Esercizio 1: Trascrivi il brano sul commercio dei fiori da "Provenienza e qualità" giù fino a "lasciati al fioraio.", sostituendo "fioraio" con "fiorista".
Esercizio 2: Secondo il brano sul commercio dei fiori, in quali occasioni si comprano di solito i fiori?

Brano:
Produzioni intensive, concimi chimici, emissioni, delocalizzazione e sfruttamento dei braccianti. Il più cortese dei gesti nasconde le stesse pratiche dell’economia del cibo. Per questo arriva anche in Italia Slow Flowers

Provenienza e qualità del cibo che arriva sulle nostre tavole stuzzicano frequentemente il nostro interesse, ma ai fiori si fa davvero poco caso: si comprano solo per grandi occasioni e in quel momento ci si meraviglia per un attimo dei soldi lasciati al fioraio.

 

Le rose sembrano non profumare più come prima e il bouquet finisce per appassire dopo meno di una settimana, ma con esso di solito anche il dubbio sul costo di quell’acquisto va nel dimenticatoio. Dietro ai cinquanta euro per un bel mazzo di undici rose rosse a stelo lungo o per una dozzina di tulipani olandesi c’è tuttavia una lunga catena di attori, che ad ogni anello diventa un po’ meno sostenibile da un punto di vista economico, sociale e ambientale.

[Righe di un dataset di puntamento]

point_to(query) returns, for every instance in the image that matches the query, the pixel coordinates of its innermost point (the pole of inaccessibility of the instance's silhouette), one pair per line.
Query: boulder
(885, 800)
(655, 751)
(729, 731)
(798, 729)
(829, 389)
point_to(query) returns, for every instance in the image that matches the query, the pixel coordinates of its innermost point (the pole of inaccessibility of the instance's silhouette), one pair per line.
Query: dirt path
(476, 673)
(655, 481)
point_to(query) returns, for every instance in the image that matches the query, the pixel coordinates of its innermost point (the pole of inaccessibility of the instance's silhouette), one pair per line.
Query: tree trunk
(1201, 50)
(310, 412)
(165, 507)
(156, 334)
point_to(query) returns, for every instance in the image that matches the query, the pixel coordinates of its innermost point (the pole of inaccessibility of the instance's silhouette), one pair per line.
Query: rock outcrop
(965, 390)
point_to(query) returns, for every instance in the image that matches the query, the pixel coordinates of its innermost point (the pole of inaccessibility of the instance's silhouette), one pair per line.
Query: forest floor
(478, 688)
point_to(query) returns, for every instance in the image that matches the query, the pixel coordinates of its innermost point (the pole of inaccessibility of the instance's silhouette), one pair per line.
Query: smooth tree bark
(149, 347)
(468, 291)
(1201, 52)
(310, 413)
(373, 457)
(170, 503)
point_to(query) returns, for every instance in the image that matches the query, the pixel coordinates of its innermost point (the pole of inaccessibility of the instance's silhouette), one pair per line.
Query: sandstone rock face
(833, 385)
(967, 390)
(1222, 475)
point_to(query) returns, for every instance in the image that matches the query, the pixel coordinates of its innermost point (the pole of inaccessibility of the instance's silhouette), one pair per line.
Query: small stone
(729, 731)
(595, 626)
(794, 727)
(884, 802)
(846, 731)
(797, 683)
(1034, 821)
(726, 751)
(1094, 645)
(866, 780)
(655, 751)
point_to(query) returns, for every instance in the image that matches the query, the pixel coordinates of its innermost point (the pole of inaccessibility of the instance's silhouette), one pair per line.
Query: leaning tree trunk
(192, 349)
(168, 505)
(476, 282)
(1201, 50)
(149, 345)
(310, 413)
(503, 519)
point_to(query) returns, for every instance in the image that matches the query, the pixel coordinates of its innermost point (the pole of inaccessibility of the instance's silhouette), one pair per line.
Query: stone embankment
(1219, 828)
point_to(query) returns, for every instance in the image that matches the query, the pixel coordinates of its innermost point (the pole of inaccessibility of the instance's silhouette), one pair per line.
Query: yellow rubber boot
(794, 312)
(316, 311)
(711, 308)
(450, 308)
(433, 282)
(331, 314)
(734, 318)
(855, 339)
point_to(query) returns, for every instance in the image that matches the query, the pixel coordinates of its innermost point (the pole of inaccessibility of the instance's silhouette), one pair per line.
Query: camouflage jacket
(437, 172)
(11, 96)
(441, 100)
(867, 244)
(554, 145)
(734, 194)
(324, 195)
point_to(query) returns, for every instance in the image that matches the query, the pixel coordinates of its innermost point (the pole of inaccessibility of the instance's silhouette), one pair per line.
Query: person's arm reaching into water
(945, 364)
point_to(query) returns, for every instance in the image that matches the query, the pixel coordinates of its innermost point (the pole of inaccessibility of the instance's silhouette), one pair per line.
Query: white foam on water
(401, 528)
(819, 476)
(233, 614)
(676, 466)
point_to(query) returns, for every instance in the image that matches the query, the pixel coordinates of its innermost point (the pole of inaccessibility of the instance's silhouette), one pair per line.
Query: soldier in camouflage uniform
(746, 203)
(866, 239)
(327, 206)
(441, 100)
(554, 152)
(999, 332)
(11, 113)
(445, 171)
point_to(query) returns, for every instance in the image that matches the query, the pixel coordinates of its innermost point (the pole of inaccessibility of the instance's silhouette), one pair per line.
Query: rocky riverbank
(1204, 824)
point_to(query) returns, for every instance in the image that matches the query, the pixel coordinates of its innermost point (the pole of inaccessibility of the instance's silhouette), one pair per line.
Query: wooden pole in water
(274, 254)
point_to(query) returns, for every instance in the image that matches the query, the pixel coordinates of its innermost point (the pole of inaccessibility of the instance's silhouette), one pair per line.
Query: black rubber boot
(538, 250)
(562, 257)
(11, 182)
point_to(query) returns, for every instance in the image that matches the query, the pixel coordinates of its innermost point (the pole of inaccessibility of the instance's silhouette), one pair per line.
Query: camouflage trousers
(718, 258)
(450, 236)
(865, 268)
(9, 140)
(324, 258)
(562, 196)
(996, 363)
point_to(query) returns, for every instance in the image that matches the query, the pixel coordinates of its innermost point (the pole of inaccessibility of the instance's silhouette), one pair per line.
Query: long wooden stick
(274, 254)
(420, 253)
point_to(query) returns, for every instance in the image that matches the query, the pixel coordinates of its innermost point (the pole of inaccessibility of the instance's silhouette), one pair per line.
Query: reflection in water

Soluzione 1:
Provenienza e qualità del cibo che arriva sulle nostre tavole stuzzicano frequentemente il nostro interesse, ma ai fiori si fa davvero poco caso: si comprano solo per grandi occasioni e in quel momento ci si meraviglia per un attimo dei soldi lasciati al fiorista.

Soluzione 2: Solo per grandi occasioni.